[Opening Document excerpt section]

Scorpions are arachnids with a monstrous reputation, but wait until you get to know their sensitive side. On their belly-sides, scorpions sport unique, brush-like organs called pectines, that endow them with extraordinary sensing abilities. These sensors help the animals with a variety of behaviors: finding mates; hunting prey; identifying other scorpions or predators; and they even help them navigate.

Each pecten resembles a small comb, and each scorpion has a pair. These brush lightly over the ground as the animal walks. The comb structures contain an overlapping series of flexible teeth that make contact with whatever surface a scorpion walks on. Zooming into a microscopic level, each tooth is covered in special sensory cells called peg sensilla that enable them to be extremely sensitive to chemicals and physical vibrations. There can be over 100,000 peg sensilla on each scorpion. Each peg sensilla is connected to the animal’s brain by about a dozen nerve cells. The animals read their environment by the detailed chemical and physical cues picked up through tiny pores on the tips of the peg sensilla.

— How do scorpions reproduce?
The female scorpion will release pheromones, which are picked up by a male scorpion, using his pectines. The pair then performs a kind of dance called the “promenade a deux” (French for “walk for two”) where they grasp each other’s claws and mouthparts. During the “dance” the male deposits a spermatophore – a structure that contains a packet of sperm – on the ground. He leads the female over the spermatophore, and she picks up the sperm packet to fertilize her eggs. Gestation can last over a year for some species, and unlike most arachnids, the female scorpion gives birth to live young. She even carries the offspring on her back for some time before their first molt.

— Where do scorpions live?

[Closing Document excerpt section]

* _Things to do_:
(a) Write out the portion of the scorpion text starting at "Each pecten resembles" and ending at "the peg sensilla.", word for word.
(b) In the scorpion text, how many peg sensilla can a single scorpion have?
None of the material is needed here.

[Opening Record excerpts section]

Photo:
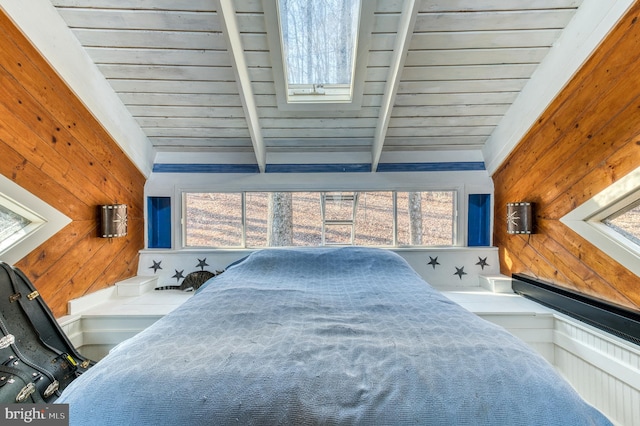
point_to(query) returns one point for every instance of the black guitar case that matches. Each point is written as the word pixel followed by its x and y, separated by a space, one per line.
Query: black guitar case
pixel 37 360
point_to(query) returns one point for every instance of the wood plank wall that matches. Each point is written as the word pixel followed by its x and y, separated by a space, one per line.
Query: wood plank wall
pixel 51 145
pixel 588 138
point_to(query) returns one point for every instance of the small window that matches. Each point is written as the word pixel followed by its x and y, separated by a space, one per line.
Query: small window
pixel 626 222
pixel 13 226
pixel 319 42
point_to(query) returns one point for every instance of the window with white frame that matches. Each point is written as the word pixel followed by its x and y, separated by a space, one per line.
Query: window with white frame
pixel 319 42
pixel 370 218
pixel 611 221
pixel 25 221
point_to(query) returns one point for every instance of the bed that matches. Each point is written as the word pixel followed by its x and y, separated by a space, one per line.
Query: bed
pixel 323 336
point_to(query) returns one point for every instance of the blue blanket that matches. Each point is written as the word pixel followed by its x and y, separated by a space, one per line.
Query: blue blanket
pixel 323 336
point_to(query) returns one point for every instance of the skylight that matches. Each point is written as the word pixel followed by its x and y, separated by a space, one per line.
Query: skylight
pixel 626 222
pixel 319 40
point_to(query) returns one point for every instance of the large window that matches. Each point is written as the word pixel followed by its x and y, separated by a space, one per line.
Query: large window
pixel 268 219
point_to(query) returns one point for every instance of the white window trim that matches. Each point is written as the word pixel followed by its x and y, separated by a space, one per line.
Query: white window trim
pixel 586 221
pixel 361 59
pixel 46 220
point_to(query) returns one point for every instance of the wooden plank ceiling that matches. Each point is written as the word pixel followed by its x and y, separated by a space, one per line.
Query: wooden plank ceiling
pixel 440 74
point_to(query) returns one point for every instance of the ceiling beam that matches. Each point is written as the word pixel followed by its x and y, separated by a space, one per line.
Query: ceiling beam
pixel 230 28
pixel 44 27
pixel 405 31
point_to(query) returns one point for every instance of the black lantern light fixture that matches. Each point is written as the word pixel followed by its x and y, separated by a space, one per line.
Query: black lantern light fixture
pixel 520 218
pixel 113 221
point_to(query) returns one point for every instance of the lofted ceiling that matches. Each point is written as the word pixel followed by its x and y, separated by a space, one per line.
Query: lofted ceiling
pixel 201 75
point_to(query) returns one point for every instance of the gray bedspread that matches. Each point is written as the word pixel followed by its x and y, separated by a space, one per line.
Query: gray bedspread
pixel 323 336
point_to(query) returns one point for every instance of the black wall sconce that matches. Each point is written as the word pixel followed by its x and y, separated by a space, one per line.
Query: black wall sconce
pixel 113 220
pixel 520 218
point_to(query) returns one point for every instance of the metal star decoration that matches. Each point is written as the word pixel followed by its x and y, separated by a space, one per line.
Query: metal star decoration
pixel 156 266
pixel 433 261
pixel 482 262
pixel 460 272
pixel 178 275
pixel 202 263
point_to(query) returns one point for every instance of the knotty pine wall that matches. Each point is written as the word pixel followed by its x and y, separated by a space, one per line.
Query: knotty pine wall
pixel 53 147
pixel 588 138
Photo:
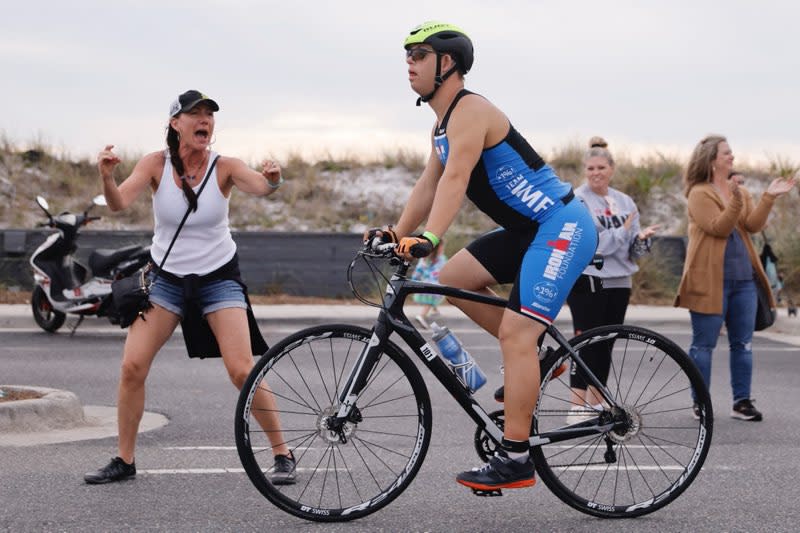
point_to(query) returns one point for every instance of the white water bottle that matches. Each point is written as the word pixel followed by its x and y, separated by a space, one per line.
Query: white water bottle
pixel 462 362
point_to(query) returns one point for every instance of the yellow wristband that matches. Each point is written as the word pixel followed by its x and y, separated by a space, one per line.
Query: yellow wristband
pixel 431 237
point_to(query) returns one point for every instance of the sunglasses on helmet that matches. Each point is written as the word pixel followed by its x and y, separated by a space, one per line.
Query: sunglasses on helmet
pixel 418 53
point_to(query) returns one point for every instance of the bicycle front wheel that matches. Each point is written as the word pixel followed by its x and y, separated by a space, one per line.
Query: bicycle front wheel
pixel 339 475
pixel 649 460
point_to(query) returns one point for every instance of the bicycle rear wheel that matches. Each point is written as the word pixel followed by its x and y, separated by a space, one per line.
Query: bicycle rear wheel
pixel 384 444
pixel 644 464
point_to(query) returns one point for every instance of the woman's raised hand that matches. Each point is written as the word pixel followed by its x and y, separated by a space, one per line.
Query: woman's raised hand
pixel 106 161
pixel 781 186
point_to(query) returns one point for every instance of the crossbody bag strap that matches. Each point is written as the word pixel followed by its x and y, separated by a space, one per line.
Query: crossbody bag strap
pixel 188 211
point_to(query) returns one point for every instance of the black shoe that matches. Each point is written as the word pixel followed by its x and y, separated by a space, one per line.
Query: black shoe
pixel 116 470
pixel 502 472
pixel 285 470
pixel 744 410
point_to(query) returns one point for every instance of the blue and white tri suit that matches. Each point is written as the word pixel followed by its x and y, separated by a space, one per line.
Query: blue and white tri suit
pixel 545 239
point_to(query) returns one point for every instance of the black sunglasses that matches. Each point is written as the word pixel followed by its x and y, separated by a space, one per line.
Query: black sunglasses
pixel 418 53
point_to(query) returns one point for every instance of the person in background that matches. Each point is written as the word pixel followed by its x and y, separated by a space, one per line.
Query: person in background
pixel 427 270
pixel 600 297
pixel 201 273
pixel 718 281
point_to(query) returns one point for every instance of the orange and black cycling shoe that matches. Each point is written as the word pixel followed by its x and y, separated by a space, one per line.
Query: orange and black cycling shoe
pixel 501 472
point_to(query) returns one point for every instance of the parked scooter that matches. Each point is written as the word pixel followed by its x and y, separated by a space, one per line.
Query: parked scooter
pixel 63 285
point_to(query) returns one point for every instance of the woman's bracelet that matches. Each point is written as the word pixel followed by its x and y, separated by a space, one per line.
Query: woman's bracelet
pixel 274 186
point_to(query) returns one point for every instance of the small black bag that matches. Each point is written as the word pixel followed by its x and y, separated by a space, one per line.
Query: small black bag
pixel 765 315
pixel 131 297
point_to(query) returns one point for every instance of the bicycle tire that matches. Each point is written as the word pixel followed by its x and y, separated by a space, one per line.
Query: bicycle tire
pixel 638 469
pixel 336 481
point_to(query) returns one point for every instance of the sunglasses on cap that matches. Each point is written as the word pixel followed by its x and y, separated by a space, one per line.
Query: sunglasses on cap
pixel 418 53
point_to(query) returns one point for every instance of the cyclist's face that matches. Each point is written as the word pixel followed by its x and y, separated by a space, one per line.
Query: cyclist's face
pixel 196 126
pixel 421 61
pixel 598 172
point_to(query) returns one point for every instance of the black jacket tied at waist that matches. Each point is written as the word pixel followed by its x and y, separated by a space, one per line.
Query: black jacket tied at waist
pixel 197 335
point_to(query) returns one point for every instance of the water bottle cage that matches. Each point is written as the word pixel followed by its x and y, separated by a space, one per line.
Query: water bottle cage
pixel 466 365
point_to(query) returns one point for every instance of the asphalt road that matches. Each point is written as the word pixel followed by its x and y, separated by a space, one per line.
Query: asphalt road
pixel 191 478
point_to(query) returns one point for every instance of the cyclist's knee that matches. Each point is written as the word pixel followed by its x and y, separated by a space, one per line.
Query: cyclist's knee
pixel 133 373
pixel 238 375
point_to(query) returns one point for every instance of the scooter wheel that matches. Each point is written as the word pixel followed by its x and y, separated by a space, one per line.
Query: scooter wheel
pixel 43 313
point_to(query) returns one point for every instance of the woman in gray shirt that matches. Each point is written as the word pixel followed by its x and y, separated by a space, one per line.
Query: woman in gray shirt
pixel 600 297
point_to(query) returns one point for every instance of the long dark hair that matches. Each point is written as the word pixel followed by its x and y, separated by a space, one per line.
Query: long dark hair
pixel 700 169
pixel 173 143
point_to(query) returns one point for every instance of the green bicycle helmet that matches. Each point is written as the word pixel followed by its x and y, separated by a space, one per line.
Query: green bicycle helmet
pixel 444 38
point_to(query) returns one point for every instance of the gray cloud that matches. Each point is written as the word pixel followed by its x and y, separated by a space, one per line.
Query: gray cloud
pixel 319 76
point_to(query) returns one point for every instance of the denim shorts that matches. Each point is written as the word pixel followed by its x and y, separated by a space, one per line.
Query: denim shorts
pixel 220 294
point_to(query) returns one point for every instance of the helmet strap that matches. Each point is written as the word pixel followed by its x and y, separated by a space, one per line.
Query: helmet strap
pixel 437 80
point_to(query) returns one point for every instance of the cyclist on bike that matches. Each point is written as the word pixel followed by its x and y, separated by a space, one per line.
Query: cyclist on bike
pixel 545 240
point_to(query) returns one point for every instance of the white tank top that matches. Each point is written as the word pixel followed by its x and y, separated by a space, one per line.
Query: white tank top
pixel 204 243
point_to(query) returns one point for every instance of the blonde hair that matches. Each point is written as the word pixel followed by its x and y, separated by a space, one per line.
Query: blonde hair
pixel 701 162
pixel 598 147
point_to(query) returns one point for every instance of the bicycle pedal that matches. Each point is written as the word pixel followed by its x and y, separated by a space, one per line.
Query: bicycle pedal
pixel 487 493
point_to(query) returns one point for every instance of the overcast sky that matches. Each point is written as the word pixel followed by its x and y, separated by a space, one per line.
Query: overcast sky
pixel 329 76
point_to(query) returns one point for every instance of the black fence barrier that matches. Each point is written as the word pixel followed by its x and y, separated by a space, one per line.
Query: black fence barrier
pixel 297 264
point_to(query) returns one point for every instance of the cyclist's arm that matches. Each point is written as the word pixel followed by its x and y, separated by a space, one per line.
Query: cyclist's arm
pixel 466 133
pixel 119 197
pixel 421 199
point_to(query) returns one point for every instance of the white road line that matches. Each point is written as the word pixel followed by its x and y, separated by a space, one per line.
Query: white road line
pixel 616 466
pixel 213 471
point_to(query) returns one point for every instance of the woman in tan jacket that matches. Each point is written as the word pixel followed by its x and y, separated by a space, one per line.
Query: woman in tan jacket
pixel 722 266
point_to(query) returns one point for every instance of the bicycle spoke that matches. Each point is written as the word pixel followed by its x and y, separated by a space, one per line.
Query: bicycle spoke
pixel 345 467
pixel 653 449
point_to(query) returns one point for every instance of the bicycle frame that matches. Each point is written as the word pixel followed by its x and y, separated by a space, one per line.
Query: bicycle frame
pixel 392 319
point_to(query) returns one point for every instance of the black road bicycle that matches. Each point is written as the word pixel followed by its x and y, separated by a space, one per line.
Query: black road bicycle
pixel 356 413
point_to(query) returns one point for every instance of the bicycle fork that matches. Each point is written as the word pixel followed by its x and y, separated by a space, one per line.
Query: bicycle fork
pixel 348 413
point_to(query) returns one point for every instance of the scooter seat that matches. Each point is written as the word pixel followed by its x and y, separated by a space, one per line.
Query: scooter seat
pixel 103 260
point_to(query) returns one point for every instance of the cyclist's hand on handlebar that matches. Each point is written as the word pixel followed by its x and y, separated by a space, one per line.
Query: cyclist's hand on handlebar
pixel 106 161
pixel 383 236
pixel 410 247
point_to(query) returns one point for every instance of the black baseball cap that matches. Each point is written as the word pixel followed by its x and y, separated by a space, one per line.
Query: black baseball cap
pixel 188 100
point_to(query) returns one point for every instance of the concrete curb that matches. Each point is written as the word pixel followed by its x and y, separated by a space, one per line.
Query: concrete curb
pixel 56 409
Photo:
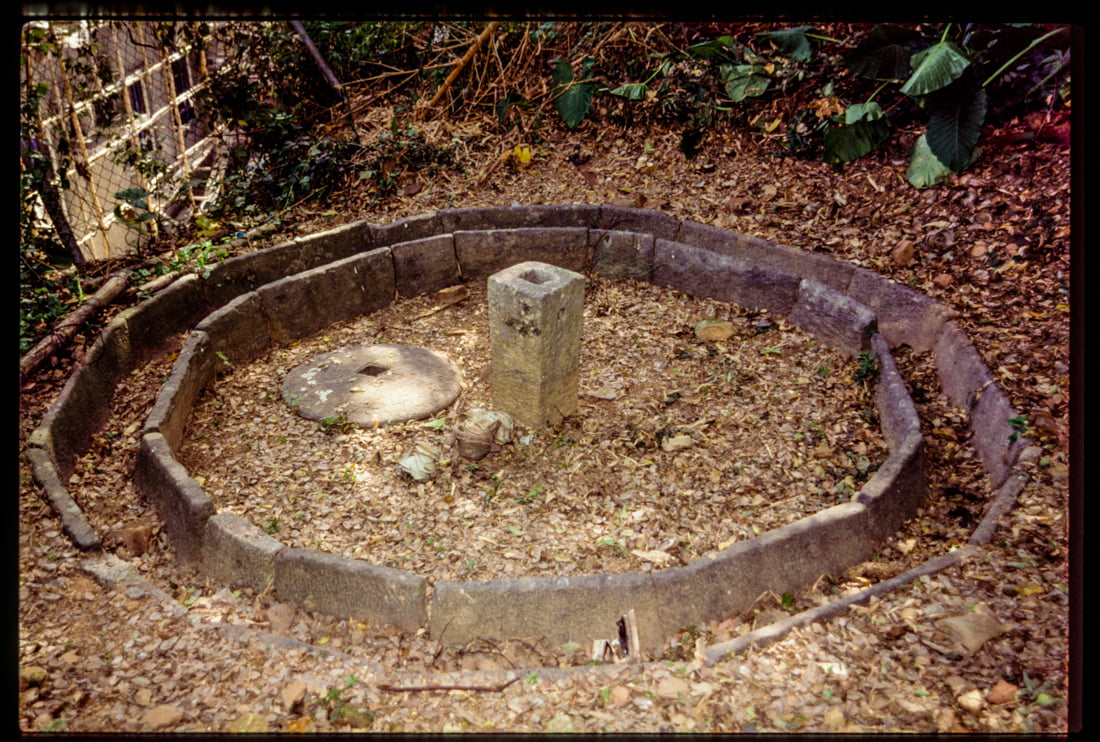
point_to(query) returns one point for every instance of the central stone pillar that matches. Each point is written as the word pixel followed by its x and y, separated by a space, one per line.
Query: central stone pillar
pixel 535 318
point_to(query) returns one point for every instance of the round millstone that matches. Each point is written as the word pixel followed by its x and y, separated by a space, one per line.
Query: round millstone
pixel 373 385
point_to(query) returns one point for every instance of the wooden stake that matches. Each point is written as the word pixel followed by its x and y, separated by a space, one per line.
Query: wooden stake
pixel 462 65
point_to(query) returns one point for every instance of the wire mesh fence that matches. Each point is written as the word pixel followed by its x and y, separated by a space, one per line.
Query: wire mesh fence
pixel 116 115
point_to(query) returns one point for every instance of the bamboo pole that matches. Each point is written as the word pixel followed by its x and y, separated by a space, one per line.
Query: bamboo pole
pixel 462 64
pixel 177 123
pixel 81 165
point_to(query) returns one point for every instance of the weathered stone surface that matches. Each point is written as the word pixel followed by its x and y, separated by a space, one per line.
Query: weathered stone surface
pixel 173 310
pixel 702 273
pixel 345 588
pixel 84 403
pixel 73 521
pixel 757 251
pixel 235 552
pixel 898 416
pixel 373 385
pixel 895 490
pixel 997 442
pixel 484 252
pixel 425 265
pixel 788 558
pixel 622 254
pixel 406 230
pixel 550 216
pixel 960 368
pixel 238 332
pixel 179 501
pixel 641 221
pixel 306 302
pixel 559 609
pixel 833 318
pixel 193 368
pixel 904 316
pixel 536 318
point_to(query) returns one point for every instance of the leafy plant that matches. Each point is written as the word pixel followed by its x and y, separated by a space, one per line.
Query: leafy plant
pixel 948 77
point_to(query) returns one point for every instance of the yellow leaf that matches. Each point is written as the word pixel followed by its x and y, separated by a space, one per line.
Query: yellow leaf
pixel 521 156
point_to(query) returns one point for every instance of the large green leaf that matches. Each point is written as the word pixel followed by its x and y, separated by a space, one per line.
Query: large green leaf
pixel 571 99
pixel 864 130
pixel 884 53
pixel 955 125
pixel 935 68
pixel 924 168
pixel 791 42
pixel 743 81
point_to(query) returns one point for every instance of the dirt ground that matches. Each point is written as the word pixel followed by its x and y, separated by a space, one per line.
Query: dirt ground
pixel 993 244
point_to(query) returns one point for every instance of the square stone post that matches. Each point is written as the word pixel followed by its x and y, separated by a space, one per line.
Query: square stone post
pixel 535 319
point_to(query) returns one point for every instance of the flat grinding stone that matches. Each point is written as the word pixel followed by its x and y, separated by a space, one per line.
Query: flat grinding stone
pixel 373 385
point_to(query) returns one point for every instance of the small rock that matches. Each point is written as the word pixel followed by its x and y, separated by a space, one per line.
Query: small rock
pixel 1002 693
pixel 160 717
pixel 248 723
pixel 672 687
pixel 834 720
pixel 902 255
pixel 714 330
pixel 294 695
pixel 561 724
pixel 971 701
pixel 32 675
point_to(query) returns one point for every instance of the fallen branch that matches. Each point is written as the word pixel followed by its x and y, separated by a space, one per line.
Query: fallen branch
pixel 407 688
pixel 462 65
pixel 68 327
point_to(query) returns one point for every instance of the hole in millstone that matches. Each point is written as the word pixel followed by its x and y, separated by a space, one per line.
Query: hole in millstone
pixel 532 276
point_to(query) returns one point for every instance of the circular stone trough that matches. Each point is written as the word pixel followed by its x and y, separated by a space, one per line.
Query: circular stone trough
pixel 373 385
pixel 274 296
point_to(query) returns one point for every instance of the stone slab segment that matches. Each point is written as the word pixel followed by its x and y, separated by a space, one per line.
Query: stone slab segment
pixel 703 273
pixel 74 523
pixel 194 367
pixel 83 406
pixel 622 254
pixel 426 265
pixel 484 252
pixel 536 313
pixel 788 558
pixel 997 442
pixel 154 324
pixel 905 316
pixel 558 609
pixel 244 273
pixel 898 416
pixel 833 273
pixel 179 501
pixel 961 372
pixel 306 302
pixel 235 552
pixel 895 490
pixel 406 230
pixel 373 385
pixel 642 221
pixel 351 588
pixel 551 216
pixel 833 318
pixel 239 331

[Closing Record excerpts section]

* _Solutions to the problems_:
(a)
Each pecten resembles a small comb, and each scorpion has a pair. These brush lightly over the ground as the animal walks. The comb structures contain an overlapping series of flexible teeth that make contact with whatever surface a scorpion walks on. Zooming into a microscopic level, each tooth is covered in special sensory cells called peg sensilla that enable them to be extremely sensitive to chemicals and physical vibrations. There can be over 100,000 peg sensilla on each scorpion. Each peg sensilla is connected to the animal’s brain by about a dozen nerve cells. The animals read their environment by the detailed chemical and physical cues picked up through tiny pores on the tips of the peg sensilla.

(b) There can be over 100,000 peg sensilla on each scorpion.